EXCERPTED RECORDS →
··········
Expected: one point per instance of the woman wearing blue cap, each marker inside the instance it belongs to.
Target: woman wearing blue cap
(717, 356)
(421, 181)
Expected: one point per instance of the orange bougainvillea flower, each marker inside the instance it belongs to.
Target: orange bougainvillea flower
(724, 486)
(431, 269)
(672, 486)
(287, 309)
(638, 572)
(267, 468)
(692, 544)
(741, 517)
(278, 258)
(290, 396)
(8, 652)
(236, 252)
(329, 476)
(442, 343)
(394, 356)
··········
EXERCISE DETAILS → Exact reproduction of the whole material is the required answer.

RESULT FOR THIS TASK →
Expected: one point per instance of the woman wearing blue cap, each marker inside the instance it belongs to.
Target: woman wearing blue cap
(717, 356)
(421, 181)
Expected: one point per instance of the orange bougainvillea flower, each marker inside the instance it belongs to.
Target: orange bougainvillea flower
(724, 486)
(431, 269)
(672, 486)
(287, 309)
(638, 572)
(267, 468)
(692, 544)
(741, 517)
(278, 258)
(290, 396)
(8, 652)
(236, 252)
(329, 476)
(442, 343)
(394, 356)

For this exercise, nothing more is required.